Burlington County is looking for a few good bug killers to enlist in the defense against the invasive spotted lanternfly.
All it takes is a scraper, plastic zipper bags and some alcohol or hand sanitizer.
The Burlington County Parks System and Rutgers Cooperative Extension began recruiting volunteers to remove egg masses from trees in county parks and neighborhoods throughout the county this month as part of the ongoing battle against these plant-destroying pests, according to information provided by the county.
Residents can sign up to volunteer and receive a “Beat the Bug” plastic card to use to remove egg masses, as well as a time sheet to record the locations where the egg masses were located and destroyed.
Nearly two dozen residents have already enlisted in the seek-and-destroy mission and county officials are encouraging more people to devote some time this winter to hunting the invasive pests’ eggs before the bugs hatch and begin wreaking havoc on trees and plant crops, according to the statement.
“Burlington County is renown across the state and beyond for its scenic parks, forests and farms. We all need to work together to protect these precious resources from the spotted lanternfly menace,” Commissioner Linda Hynes, the board’s liaison to the Department of Resource Conservation and the County Parks System, said in the statement.
The lanternfly is an invasive, non-native insect from Asia with an appetite for fruit trees, ornamental trees, woody trees, vegetables, herbs, grapes and vines. Infected plants are recognizable because the bugs excrete a sticky mess on leaves, branches and bark that tend to make the plants appear to ooze or weep. Some may even develop a fermented odor.
Destroying egg masses
Destroying egg masses is not difficult once you locate them. Masses tend to look like a smear of mud or pressed and dried bubblegum and they can be found on tree trunks and branches, plants or even furniture, siding, decks, sheds, and windowsills
To destroy an egg mass, squash and then scrape them with a plastic card or knife so the eggs fall into a plastic zip bag containing alcohol or hand sanitizer.
The Parks System and Cooperative Extension have posted a video demonstration online at www.youtube.com/watch?v=9CcZPAjrW58.
After scraping the eggs into the zipper bag, care should be taken to make sure the eggs have contact with the alcohol and hand sanitizer, as it ensures the nymphs inside are killed and cannot hatch. Just scraping the eggs to the ground does not ensure they are destroyed.

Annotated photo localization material

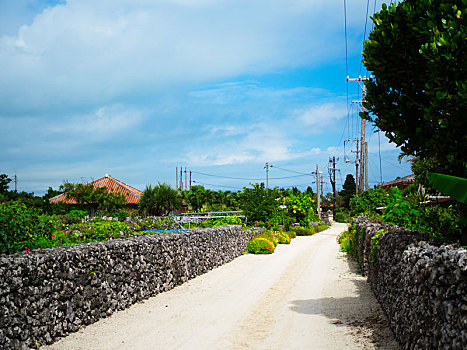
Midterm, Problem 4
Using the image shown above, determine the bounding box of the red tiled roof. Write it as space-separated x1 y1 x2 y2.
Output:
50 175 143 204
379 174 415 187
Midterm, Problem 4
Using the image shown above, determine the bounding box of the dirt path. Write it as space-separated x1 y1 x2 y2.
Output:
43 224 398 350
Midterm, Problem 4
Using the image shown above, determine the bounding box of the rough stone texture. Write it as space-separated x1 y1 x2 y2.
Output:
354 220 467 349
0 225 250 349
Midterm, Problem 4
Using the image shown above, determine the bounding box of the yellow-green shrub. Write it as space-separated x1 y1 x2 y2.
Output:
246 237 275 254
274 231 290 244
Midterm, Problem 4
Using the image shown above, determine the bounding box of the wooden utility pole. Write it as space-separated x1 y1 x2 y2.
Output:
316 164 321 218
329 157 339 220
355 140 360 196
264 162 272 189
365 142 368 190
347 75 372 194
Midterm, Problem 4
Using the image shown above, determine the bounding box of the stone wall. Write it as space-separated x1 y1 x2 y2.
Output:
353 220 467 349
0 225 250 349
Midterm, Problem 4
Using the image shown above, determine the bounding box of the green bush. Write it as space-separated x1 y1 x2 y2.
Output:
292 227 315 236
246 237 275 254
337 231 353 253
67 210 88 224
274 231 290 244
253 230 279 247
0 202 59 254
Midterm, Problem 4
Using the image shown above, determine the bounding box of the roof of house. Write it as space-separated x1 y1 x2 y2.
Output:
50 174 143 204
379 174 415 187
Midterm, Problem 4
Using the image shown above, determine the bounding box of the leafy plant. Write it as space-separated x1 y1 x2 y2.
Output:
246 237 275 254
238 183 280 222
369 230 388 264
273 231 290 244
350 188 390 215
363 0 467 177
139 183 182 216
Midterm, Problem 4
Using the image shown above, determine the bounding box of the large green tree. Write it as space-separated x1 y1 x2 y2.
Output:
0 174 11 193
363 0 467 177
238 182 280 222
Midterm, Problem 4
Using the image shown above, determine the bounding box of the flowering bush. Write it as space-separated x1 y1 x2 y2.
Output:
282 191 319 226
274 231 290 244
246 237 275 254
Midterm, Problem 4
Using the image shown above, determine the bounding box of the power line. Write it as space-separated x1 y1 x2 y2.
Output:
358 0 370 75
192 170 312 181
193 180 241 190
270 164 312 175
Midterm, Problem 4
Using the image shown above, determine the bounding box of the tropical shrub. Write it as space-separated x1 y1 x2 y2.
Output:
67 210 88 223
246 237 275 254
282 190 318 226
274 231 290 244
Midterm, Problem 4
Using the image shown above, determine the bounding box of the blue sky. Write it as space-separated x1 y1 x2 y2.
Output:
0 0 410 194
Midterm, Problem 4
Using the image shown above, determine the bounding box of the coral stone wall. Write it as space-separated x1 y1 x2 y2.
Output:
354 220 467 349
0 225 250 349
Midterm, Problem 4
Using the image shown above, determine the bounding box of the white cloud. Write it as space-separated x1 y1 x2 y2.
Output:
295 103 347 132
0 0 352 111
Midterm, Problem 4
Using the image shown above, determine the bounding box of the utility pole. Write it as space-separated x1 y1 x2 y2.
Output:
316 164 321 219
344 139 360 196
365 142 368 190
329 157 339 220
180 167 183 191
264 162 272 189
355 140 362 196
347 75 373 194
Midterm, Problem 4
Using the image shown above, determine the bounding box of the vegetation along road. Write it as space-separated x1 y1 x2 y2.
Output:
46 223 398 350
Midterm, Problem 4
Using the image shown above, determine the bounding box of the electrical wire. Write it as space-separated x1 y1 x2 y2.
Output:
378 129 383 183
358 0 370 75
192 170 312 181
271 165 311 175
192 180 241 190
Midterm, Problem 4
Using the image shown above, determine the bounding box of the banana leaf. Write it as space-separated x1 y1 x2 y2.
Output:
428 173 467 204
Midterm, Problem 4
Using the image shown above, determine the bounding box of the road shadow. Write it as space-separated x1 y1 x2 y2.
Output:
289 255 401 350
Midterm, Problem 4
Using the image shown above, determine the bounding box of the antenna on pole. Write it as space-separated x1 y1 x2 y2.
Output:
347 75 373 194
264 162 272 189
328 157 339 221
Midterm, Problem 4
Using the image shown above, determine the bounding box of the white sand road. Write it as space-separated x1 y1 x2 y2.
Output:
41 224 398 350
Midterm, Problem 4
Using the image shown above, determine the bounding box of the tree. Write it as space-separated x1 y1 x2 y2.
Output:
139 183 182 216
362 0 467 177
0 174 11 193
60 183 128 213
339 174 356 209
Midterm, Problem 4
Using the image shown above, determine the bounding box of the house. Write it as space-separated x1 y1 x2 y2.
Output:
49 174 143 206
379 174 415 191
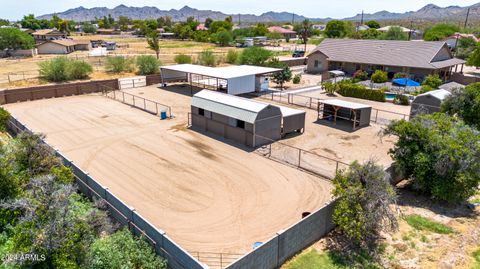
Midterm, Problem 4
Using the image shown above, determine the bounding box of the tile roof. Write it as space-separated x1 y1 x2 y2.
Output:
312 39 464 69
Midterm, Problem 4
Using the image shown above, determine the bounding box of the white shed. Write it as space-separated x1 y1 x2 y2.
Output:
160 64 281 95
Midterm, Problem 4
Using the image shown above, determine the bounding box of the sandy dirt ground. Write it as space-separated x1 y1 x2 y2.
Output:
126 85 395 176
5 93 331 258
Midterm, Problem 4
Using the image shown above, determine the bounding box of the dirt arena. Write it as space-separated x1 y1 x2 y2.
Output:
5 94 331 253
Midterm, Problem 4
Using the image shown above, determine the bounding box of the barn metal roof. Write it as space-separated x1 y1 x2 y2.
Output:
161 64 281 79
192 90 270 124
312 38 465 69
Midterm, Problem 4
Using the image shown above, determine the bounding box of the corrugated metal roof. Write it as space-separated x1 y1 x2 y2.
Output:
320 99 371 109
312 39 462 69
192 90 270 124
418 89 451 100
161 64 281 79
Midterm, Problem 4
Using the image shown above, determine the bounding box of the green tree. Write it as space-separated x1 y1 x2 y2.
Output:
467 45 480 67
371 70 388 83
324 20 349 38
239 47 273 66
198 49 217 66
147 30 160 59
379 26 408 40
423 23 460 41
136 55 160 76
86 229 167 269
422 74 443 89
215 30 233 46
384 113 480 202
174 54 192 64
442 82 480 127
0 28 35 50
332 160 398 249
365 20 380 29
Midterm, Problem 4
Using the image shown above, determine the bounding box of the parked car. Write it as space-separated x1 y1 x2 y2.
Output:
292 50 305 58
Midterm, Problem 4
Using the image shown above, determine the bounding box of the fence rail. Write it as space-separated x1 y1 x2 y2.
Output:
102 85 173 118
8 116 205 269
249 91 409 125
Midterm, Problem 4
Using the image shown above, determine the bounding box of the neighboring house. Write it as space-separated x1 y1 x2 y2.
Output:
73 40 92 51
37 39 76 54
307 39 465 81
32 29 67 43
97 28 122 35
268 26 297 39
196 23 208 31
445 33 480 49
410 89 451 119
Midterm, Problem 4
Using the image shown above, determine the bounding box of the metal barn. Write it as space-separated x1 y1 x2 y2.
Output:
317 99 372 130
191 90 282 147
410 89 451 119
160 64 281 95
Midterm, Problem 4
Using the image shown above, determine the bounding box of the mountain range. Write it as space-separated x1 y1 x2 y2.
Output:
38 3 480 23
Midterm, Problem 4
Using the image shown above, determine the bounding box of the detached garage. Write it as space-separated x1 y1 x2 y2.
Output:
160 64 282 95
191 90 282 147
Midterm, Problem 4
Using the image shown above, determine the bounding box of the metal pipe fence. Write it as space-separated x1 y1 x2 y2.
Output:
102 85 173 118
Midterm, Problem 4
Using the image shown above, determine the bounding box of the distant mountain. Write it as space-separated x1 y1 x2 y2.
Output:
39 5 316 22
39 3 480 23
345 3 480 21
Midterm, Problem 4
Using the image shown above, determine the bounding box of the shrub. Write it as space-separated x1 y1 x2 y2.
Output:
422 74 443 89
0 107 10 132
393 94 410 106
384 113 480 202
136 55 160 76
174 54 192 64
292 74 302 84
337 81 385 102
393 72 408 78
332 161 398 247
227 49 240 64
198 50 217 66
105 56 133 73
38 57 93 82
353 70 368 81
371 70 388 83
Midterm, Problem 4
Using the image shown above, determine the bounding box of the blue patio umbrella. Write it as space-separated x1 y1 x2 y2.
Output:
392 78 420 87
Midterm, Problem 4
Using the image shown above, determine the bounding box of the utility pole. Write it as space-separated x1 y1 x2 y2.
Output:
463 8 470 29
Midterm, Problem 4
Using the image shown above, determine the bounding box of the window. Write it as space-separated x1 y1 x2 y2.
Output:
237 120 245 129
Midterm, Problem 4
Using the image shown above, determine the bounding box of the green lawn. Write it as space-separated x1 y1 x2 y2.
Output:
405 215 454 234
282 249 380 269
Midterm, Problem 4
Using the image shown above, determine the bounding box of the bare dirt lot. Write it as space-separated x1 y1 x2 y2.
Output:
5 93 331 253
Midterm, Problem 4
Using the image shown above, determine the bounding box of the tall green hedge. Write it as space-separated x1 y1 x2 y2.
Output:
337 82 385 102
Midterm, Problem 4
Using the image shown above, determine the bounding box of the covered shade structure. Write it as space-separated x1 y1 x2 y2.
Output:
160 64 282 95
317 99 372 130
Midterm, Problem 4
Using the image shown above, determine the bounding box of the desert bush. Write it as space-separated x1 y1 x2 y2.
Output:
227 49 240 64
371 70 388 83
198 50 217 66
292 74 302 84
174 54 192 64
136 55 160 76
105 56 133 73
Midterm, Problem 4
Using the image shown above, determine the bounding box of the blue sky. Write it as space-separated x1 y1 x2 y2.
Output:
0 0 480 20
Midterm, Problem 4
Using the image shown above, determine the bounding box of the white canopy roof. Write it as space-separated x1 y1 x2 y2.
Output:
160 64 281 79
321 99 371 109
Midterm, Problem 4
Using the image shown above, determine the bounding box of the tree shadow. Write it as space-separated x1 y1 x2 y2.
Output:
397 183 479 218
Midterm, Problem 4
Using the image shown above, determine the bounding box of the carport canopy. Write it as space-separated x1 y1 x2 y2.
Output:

WHAT YOU NEED TO DO: Pick up the lanternfly article after its last sentence and keep writing it. This material is drawn from a separate source unrelated to the lanternfly article.

WRITTEN RESPONSE:
“It may sound icky to some, but it’s not that difficult and is vitally important for the protection of the county’s trees and crops,” Hynes said in the statement. “While there are ways to control spotted lanternfly all year round, the winter months are a critical time because the bugs’ egg masses haven’t yet hatched. Eliminating them now offers the best chance to control the population and the plant damage they cause, so we’re asking residents to spend some time outside and help search for and destroy these invaders.”
The bugs have proven to be a formidable pest, according to the statement. They were first spotted in Burlington County in 2019 and were sighted in all 12 of the county parks last year, with significant numbers reported within Amico Island Park in Delran, Pennington Park in Delanco and Boundary Creek in Moorestown.
Sightings have become so widespread that Burlington County is now considered a quarantine county with Camden, Gloucester, Hunterdon, Mercer, Salem, Somerset and Warren counties, according to the statement.
Sightings in those counties do not need to be reported to the New Jersey Department of Agriculture, but residents and workers are encouraged to inspect their vehicles, trailers and other outdoor items when driving to a location outside the quarantine zone.
Residents are also encouraged to be on the lookout for the bugs during all their life cycles and attempt to kill them if able.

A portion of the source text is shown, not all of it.